PASSAGE PROVIDED:
****
Monday, November 30, 2015

Once You Go Pitch Black, You Never Go Back

Pitch Black is a movie so ridiculous, so outlandish that it was bound to succeed gloriously, if only for those watching with the right eyes. It was absolutely a movie of its time, emblematic of everything that was great about movies and pop culture around the turn of the millennium. But it also had it's own, unique voice which it used to scream to the heavens and anybody else willing to listen.

The plot of Pitch Black is built on a series of events and improbabilities that skirt--and sometimes blow right through--the very boundaries of plausibility. Yet combined with the proper and proportionate dose of ambiguity and a complete dedication to its own demented trajectory, the result is so absurdly awesome that you really can't turn away.

You know that what you're going to be watching is going to be fucking awesome when the opening voice over goes something like this:

They say most of your brain shuts down in cryo-sleep. All but the primitive side, the animal side. No wonder I'm still awake. Transporting me with civilians. Sounded like 40, 40-plus. Heard an Arab voice. Some hoodoo holy man, probably on his way to New Mecca. But what route? What route? I smelt a woman. Sweat, boots, tool belt, leather. Prospector type. Free settlers. And they only take the back roads. And here's my real problem. Mr. Johns... the blue-eyed devil. Planning on taking me back to slam... only this time he picked a ghost lane. A long time between stops. A long time for something to go wrong...

And it only gets better from there. The plot is simply amazing. A commercial spaceship with a cargo of chartered passengers and their belongings on their way to various locations throughout the galaxy is forced to make an emergency crash landing on an unknown, alien planet. The few remaining survivors are first faced with the proposition of trying to live in a desert-like landscape, with testicle-dropping heat provided by not one, not two, but three suns. (Yeah, fuck you Tatooine, with your measly two suns.)

Also, the survivors are genuinely concerned that one of the passengers, an escaped convict on his way back to prison, has re-escaped and might pose a credible threat to their safety. No sooner do they discover an abandoned human settlement, complete with water and a spaceship just waiting to take them to safety. Unfortunately, they seem to be having the worst luck of all time when the planet is plunged into darkness due to a rare planetary alignment that, according to the calculations of the previous inhabitants, happens only once every twenty-two years and lasts for an indefinite period of time. And apparently, the planet is home to a carnivorous breed of nocturnal alien creatures that are right at home in the pitch black (*looks directly at camera*) and throw a wrench into the survivors' escape plan.

That set-up alone is worth its weight in liquor, but then you throw in the character of Richard B. Riddick, escaped convict and murderer and all around bad ass. In Vin Diesel's breakout role, he manages not only to manifest the living embodiment of antiheroism and ultimate badassery, he does it for a character named Richard B. Riddick. Dick Riddick. That's right. Under normal circumstances, it would be considered a completely riddickulous name that would get you more ass kickings in high school than Leonardo DiCaprio got pussy ever. I know that there are a lot of comic books aficionados out there who bemoan the fact that somebody has yet to make a movie adaptation of Lobo, but those people probably never saw Pitch Black. If they had, they probably could sleep a little sounder.
****
EXTRACTED MATERIAL:
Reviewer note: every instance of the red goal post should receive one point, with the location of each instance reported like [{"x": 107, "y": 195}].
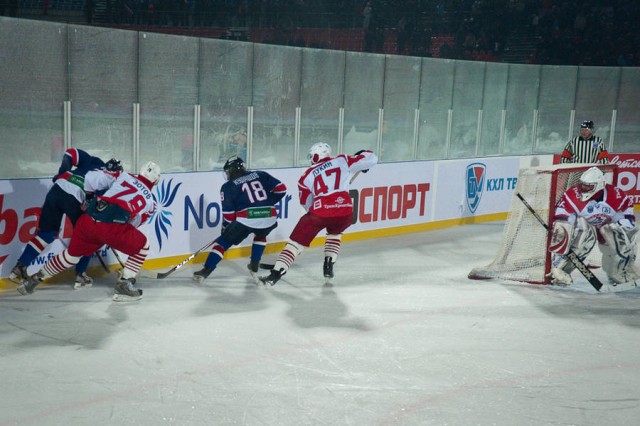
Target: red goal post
[{"x": 523, "y": 254}]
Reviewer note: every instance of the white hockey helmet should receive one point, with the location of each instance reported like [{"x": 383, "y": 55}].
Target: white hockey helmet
[
  {"x": 150, "y": 171},
  {"x": 319, "y": 151},
  {"x": 591, "y": 182}
]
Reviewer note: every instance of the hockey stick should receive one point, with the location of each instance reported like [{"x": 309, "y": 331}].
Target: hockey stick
[
  {"x": 579, "y": 264},
  {"x": 102, "y": 262},
  {"x": 271, "y": 265},
  {"x": 161, "y": 275}
]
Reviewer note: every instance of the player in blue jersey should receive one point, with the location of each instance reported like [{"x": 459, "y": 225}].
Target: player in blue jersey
[
  {"x": 65, "y": 197},
  {"x": 248, "y": 207}
]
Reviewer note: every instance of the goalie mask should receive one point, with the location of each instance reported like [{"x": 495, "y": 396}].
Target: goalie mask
[
  {"x": 591, "y": 182},
  {"x": 151, "y": 172},
  {"x": 319, "y": 151}
]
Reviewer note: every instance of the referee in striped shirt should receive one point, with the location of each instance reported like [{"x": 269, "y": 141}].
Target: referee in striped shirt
[{"x": 586, "y": 148}]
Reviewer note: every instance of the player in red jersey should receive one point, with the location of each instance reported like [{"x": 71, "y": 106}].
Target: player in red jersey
[
  {"x": 589, "y": 212},
  {"x": 324, "y": 193}
]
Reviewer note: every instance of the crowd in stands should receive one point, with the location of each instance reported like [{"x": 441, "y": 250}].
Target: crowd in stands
[{"x": 562, "y": 32}]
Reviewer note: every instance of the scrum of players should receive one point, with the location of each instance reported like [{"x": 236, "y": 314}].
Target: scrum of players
[{"x": 107, "y": 205}]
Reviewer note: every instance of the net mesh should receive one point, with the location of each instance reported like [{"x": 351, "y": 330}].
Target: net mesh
[{"x": 523, "y": 253}]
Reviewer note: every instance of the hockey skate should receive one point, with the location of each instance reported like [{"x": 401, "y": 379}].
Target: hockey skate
[
  {"x": 125, "y": 290},
  {"x": 327, "y": 269},
  {"x": 19, "y": 273},
  {"x": 203, "y": 273},
  {"x": 273, "y": 277},
  {"x": 30, "y": 283},
  {"x": 83, "y": 281},
  {"x": 253, "y": 267}
]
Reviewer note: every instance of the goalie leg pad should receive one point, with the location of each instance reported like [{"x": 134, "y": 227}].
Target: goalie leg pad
[{"x": 619, "y": 253}]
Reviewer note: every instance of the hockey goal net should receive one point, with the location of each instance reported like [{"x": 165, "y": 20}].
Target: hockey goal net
[{"x": 523, "y": 254}]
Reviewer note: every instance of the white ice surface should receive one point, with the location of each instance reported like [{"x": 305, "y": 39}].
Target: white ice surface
[{"x": 403, "y": 338}]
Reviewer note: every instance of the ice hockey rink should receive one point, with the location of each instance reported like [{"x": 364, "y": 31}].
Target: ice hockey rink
[{"x": 402, "y": 338}]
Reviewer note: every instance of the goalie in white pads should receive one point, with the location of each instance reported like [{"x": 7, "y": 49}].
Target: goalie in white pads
[{"x": 589, "y": 212}]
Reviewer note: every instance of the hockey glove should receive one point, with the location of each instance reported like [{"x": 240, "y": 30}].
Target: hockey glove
[
  {"x": 225, "y": 224},
  {"x": 114, "y": 165}
]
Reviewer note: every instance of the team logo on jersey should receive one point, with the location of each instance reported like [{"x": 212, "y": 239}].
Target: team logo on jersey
[
  {"x": 165, "y": 194},
  {"x": 476, "y": 174}
]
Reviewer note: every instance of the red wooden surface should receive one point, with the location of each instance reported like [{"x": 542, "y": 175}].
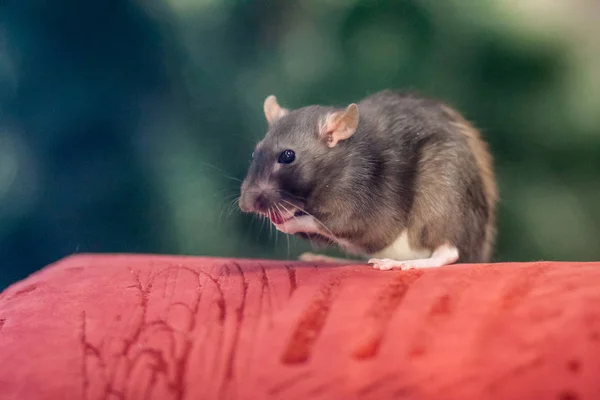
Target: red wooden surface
[{"x": 147, "y": 327}]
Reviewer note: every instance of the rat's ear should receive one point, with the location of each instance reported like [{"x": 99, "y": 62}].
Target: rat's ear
[
  {"x": 272, "y": 109},
  {"x": 339, "y": 125}
]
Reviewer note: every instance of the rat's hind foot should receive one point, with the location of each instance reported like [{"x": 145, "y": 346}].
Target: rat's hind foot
[
  {"x": 318, "y": 258},
  {"x": 443, "y": 255}
]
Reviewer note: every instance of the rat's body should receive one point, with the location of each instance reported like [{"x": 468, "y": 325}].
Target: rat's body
[{"x": 399, "y": 177}]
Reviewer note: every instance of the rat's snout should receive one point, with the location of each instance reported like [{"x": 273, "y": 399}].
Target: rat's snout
[{"x": 257, "y": 199}]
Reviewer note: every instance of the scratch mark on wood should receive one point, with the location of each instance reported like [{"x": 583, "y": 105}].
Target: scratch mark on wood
[
  {"x": 292, "y": 279},
  {"x": 310, "y": 325},
  {"x": 380, "y": 313},
  {"x": 288, "y": 383}
]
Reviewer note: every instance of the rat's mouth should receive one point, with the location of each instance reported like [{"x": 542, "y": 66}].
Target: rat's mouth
[{"x": 278, "y": 218}]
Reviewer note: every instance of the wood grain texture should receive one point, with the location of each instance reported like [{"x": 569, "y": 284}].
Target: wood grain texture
[{"x": 158, "y": 327}]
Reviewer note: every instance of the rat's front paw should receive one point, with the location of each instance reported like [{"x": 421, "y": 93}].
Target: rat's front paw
[
  {"x": 302, "y": 224},
  {"x": 386, "y": 264}
]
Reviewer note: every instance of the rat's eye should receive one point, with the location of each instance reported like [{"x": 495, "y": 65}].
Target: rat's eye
[{"x": 287, "y": 157}]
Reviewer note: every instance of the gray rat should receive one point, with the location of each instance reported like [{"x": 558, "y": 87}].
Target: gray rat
[{"x": 398, "y": 177}]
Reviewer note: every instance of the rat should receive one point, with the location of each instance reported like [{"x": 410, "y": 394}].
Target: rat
[{"x": 399, "y": 179}]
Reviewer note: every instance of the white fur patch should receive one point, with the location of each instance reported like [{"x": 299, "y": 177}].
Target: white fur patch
[{"x": 400, "y": 250}]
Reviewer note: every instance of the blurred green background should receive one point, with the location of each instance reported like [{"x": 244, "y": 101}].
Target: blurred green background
[{"x": 125, "y": 124}]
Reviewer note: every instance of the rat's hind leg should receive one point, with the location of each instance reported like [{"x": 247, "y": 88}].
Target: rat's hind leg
[
  {"x": 311, "y": 257},
  {"x": 443, "y": 255}
]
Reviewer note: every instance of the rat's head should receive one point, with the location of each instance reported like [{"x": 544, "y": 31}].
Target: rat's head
[{"x": 293, "y": 158}]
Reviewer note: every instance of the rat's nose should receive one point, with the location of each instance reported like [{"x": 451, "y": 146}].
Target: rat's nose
[{"x": 262, "y": 202}]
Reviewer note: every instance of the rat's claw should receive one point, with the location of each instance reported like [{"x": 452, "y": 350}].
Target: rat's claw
[
  {"x": 311, "y": 257},
  {"x": 386, "y": 264}
]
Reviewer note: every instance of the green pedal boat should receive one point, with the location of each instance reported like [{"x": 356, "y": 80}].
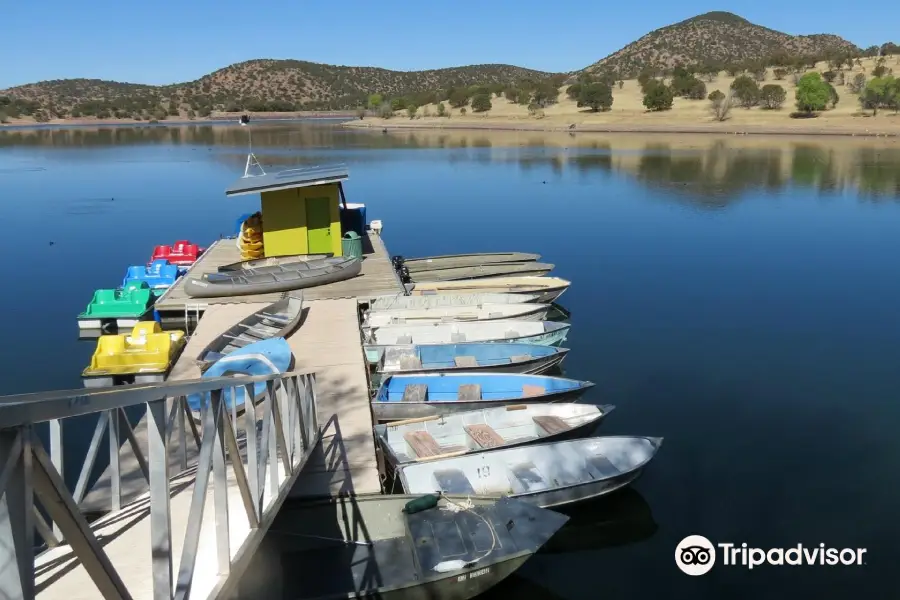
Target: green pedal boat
[{"x": 121, "y": 308}]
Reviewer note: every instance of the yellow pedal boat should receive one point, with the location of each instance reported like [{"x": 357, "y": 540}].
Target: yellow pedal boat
[{"x": 146, "y": 350}]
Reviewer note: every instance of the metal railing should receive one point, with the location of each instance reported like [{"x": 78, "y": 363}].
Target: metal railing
[{"x": 266, "y": 446}]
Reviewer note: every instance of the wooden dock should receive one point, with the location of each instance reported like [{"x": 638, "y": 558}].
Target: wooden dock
[{"x": 378, "y": 277}]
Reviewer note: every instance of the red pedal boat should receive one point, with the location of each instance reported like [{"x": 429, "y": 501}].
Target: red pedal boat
[{"x": 180, "y": 253}]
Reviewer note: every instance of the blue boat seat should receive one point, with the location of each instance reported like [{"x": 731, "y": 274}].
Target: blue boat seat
[
  {"x": 530, "y": 391},
  {"x": 415, "y": 392},
  {"x": 465, "y": 361},
  {"x": 469, "y": 392}
]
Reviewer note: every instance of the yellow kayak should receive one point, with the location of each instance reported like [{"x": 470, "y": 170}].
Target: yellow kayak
[{"x": 147, "y": 349}]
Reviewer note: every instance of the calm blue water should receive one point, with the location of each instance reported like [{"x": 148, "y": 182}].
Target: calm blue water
[{"x": 741, "y": 301}]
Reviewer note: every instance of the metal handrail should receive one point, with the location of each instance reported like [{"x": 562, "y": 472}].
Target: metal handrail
[{"x": 40, "y": 407}]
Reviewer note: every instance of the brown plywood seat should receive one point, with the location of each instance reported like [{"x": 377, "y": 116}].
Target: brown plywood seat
[
  {"x": 422, "y": 443},
  {"x": 551, "y": 424},
  {"x": 465, "y": 361},
  {"x": 415, "y": 392},
  {"x": 484, "y": 435},
  {"x": 469, "y": 391},
  {"x": 529, "y": 391}
]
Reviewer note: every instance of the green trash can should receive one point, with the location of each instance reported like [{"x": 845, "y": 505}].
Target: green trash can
[{"x": 351, "y": 245}]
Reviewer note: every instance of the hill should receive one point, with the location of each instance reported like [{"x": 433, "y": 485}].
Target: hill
[
  {"x": 715, "y": 38},
  {"x": 256, "y": 85}
]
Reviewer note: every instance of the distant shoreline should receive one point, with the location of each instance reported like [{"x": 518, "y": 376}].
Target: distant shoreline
[{"x": 794, "y": 128}]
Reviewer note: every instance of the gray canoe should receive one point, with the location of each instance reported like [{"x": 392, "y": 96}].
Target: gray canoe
[
  {"x": 278, "y": 278},
  {"x": 278, "y": 319},
  {"x": 552, "y": 474},
  {"x": 481, "y": 271},
  {"x": 452, "y": 261},
  {"x": 455, "y": 434},
  {"x": 394, "y": 302},
  {"x": 367, "y": 547},
  {"x": 271, "y": 261}
]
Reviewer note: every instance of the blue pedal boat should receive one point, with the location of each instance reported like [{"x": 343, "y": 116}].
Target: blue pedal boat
[
  {"x": 159, "y": 275},
  {"x": 415, "y": 396},
  {"x": 470, "y": 357},
  {"x": 260, "y": 358}
]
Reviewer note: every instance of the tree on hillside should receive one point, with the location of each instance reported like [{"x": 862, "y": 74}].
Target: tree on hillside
[
  {"x": 746, "y": 90},
  {"x": 772, "y": 96},
  {"x": 458, "y": 98},
  {"x": 658, "y": 96},
  {"x": 812, "y": 93},
  {"x": 481, "y": 103},
  {"x": 596, "y": 96}
]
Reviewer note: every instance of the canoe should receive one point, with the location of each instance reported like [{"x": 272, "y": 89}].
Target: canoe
[
  {"x": 271, "y": 261},
  {"x": 444, "y": 314},
  {"x": 542, "y": 333},
  {"x": 552, "y": 474},
  {"x": 279, "y": 278},
  {"x": 146, "y": 354},
  {"x": 453, "y": 261},
  {"x": 510, "y": 426},
  {"x": 278, "y": 319},
  {"x": 499, "y": 357},
  {"x": 413, "y": 396},
  {"x": 368, "y": 547},
  {"x": 479, "y": 272},
  {"x": 159, "y": 275},
  {"x": 393, "y": 302},
  {"x": 260, "y": 358},
  {"x": 123, "y": 307},
  {"x": 548, "y": 288}
]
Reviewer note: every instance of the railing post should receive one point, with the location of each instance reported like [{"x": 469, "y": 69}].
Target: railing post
[
  {"x": 56, "y": 454},
  {"x": 16, "y": 501},
  {"x": 160, "y": 511}
]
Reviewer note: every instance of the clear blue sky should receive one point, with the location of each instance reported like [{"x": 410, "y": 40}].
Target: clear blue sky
[{"x": 167, "y": 42}]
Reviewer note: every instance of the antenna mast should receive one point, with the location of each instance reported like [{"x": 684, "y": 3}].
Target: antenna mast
[{"x": 252, "y": 161}]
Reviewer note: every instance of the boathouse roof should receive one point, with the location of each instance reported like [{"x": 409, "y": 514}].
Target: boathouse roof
[{"x": 291, "y": 178}]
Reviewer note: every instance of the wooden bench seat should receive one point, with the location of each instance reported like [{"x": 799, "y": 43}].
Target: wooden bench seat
[
  {"x": 552, "y": 425},
  {"x": 484, "y": 435}
]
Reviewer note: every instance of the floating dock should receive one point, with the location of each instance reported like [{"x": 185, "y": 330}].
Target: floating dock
[{"x": 378, "y": 277}]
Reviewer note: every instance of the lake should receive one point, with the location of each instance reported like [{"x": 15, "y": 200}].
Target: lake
[{"x": 736, "y": 295}]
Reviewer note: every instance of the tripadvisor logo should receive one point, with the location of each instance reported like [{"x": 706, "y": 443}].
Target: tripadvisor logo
[{"x": 696, "y": 555}]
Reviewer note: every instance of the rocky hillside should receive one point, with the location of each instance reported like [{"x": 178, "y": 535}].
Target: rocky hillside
[
  {"x": 277, "y": 85},
  {"x": 718, "y": 37}
]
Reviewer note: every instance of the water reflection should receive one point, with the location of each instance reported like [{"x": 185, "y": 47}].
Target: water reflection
[{"x": 707, "y": 171}]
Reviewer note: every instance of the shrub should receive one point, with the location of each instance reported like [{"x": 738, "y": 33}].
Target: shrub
[
  {"x": 481, "y": 103},
  {"x": 596, "y": 96},
  {"x": 772, "y": 96},
  {"x": 658, "y": 97},
  {"x": 812, "y": 93},
  {"x": 746, "y": 91}
]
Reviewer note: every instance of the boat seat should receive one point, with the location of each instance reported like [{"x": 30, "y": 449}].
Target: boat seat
[
  {"x": 410, "y": 362},
  {"x": 552, "y": 425},
  {"x": 422, "y": 443},
  {"x": 415, "y": 392},
  {"x": 469, "y": 392},
  {"x": 530, "y": 391},
  {"x": 484, "y": 435},
  {"x": 465, "y": 361}
]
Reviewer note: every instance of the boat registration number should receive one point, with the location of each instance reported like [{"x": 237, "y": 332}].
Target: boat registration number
[{"x": 474, "y": 574}]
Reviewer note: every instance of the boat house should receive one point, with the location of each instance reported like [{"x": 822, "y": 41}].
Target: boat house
[{"x": 301, "y": 208}]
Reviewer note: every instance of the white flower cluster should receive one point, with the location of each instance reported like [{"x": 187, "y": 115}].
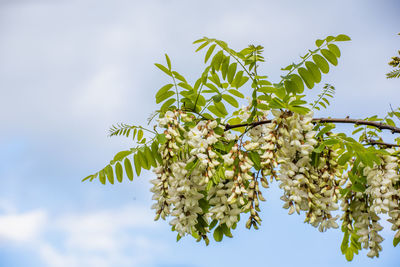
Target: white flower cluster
[
  {"x": 168, "y": 152},
  {"x": 307, "y": 187},
  {"x": 380, "y": 197},
  {"x": 189, "y": 163},
  {"x": 222, "y": 210}
]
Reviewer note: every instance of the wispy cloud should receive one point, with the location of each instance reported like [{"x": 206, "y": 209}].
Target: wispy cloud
[{"x": 101, "y": 238}]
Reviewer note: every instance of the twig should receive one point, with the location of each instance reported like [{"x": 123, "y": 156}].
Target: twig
[{"x": 378, "y": 125}]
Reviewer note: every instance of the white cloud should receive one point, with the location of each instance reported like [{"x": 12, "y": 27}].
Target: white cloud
[
  {"x": 23, "y": 227},
  {"x": 102, "y": 238}
]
****
TASK REQUIREMENTS:
Rewrite the Pitch Black review between "Pitch Black is a" and "willing to listen.", inclusive, substituting "absurd" for "ridiculous". This listing was taken from a different source.

EXPECTED OUTPUT:
Pitch Black is a movie so absurd, so outlandish that it was bound to succeed gloriously, if only for those watching with the right eyes. It was absolutely a movie of its time, emblematic of everything that was great about movies and pop culture around the turn of the millennium. But it also had it's own, unique voice which it used to scream to the heavens and anybody else willing to listen.